**PETUNJUK DAN KETENTUAN**
Berdasarkan teks tentang Bodhicitta di bawah, jelaskan dalam satu sampai tiga kalimat mengapa Bodhicitta sebaiknya tidak dibatasi pada jumlah makhluk tertentu.

══ BLOK TEKS

Sabtu, 04 September 2010

Bodhicitta (Pencerahan Pikiran) Part I


Bodhicitta (Pencerahan Pikiran)


Boddhicitta adalah metode yang tidak mungkin gagal untuk mencapai pencerahan sempurna. Ajaran ini memiliki dua aspek, relatif dan absolut. Bodhicitta relatif dilatih menggunakan proses mental umum dan relatif mudah untuk dikembangkan, Meskipun demikian, manfaat yang mengalir dari Boddhicitta sungguh tak terbatas, bagi pikiran Bodhicitta yang berharga telah terlahir dan tidak akan jatuh ke alam samsara yang lebih rendah. Akhirnya, semua kualitas dari jalan Mahayana, yang seluas samudra, telah disaring dan diambil esnsinya dalam Bodhicitta, Pencerahan Pikiran.
Kita harus mempersiapkan diri untuk melatih ini, dengan mengikuti ajaran – ajaran dalam Sadhana (buku penuntun ibadah) Avalokitesvara, ‘Berlindunglah pada Triratna dan bermeditasi pada Bodhicitta. Renungkan semua kebajikan dari tubuh, ucapan, dan pikiran anda untuk semua makhluk, yang jumlahnya sangat besar seluas langit.’
Telah dikatakan dalam ajaran bahwa, ‘Karena jumlah makhluk tidak terhitung, maka manfaat dari mendoakan mereka adalah tak terhingga.’ Bayangkan, berap abanyak makhluk di luar sana! Apabila kita mengharapkan agar mereka semua dapat mencapai tingkat pencerahan dari Kebuddhaan, maka dikatakan manfaat dari aspirasi yang demikian besar adalah sebanyak jumlah makhluk hidup. Oleh sebab itu sebaiknya tidak membatasi Boddhicitta kita dalam jumlah tertentu. Dimana terdapat ruang, maka di sana ada makhluk, dan mereka hidup dalam penderitaan. Mengapa membuat perbedaan di antara mereka, atau menyambut sebagian sebagai teman dekat, dan memperlakukan yang lain sebagai musuh yang jahat?

════
══ DAFTAR ENTRI

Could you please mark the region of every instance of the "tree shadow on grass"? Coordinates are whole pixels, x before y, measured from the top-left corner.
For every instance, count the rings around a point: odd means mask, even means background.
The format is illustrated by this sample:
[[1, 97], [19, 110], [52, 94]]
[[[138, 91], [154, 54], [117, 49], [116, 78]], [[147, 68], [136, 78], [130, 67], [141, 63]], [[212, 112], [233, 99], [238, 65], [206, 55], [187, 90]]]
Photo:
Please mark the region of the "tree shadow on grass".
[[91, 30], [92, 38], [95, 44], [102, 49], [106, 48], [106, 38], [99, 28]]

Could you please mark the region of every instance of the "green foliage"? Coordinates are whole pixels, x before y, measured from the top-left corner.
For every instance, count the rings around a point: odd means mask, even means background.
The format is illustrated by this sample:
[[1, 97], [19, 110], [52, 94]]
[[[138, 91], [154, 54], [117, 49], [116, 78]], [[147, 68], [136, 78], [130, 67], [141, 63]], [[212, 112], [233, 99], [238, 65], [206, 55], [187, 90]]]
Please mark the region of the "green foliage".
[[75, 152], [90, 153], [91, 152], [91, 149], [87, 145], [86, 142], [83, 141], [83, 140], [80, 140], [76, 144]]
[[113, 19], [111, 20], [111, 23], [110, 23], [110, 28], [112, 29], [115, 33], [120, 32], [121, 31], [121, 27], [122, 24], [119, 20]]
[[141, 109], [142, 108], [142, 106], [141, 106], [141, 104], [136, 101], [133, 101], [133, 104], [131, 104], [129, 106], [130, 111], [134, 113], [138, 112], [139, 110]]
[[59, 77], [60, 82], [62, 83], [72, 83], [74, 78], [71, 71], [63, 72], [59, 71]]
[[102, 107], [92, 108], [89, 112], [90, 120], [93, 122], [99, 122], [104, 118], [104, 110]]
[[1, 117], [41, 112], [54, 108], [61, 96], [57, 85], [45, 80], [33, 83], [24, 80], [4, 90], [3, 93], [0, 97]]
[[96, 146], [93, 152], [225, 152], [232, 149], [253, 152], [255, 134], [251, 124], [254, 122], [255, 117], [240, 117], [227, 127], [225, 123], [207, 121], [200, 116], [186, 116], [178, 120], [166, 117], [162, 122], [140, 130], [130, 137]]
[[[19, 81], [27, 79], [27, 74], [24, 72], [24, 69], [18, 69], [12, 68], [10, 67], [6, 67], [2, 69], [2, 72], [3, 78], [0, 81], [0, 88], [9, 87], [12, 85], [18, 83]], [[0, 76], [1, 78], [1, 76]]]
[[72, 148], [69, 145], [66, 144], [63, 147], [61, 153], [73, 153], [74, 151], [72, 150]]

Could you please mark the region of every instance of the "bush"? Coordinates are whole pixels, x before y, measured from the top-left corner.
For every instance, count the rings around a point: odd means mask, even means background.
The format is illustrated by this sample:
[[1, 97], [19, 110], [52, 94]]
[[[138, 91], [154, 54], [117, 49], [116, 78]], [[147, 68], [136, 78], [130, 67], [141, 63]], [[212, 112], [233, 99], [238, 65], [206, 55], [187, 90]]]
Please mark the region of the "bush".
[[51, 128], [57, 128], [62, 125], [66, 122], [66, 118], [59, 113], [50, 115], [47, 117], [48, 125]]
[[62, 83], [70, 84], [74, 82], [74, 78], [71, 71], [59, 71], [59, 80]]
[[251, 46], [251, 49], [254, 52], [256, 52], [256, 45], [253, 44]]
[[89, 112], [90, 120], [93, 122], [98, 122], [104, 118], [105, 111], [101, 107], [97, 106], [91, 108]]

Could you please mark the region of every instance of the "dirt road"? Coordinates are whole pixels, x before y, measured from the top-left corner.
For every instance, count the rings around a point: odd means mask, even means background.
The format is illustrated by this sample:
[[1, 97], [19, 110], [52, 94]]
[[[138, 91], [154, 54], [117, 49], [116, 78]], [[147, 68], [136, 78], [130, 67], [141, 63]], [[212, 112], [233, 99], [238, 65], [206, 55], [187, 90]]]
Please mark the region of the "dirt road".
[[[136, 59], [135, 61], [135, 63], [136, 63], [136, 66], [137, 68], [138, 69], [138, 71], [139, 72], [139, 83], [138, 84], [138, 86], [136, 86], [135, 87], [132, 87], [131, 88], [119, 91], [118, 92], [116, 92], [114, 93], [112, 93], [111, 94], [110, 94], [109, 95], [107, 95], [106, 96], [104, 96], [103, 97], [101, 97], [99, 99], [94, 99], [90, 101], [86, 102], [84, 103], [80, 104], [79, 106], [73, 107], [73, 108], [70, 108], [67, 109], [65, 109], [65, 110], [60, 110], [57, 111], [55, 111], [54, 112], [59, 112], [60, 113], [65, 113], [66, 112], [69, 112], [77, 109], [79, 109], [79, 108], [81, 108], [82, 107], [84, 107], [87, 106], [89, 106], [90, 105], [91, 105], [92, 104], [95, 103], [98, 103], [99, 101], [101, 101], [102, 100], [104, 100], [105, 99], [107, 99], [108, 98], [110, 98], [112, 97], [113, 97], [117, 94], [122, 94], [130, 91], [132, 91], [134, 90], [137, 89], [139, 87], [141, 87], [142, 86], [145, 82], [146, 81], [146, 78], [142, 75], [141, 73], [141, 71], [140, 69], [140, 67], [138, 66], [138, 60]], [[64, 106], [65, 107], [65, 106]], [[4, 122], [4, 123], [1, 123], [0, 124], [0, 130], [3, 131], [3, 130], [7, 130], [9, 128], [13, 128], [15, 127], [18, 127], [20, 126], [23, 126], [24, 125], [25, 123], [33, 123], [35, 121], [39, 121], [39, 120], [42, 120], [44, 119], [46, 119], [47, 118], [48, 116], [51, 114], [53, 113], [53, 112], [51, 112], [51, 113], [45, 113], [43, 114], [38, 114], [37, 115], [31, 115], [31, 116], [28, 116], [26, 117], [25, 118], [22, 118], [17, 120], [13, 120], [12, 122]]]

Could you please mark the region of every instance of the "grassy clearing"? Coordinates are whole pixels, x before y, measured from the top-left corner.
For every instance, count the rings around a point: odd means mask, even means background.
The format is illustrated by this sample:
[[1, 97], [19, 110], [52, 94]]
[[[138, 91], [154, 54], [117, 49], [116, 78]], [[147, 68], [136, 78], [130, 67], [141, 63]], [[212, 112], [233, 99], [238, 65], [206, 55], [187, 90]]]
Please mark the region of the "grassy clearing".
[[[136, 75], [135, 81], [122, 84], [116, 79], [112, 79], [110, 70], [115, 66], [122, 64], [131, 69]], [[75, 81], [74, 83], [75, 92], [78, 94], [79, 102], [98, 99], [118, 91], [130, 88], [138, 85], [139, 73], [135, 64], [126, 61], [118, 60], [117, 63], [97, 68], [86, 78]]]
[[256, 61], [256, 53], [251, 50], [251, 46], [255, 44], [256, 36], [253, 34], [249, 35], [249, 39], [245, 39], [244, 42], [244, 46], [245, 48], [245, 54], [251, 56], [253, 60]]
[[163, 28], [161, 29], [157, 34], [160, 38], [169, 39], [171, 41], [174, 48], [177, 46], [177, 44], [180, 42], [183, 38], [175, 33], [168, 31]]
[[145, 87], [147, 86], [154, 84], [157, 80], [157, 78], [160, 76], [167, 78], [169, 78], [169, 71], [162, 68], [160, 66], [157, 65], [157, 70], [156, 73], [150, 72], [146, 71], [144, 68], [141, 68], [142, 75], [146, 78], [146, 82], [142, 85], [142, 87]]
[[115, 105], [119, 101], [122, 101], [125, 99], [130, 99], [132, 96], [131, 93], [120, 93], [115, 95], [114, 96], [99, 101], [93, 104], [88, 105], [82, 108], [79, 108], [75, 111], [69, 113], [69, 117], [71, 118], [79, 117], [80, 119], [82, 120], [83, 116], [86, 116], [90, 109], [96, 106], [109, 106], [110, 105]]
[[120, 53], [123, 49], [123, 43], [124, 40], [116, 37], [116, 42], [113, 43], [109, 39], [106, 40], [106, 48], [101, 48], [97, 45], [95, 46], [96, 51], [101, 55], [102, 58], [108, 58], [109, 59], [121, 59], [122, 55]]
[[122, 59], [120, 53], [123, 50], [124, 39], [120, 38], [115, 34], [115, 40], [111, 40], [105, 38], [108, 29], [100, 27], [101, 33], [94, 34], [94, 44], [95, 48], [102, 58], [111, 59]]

════

**JAWABAN TUGAS**
Jumlah makhluk tidak terhitung, sehingga manfaat mendoakan mereka tak terhingga. Jika kita mengharapkan semuanya mencapai tingkat pencerahan Kebuddhaan, manfaat aspirasi itu sebanyak jumlah makhluk hidup. Selain itu, di mana terdapat ruang, di sana ada makhluk yang hidup dalam penderitaan.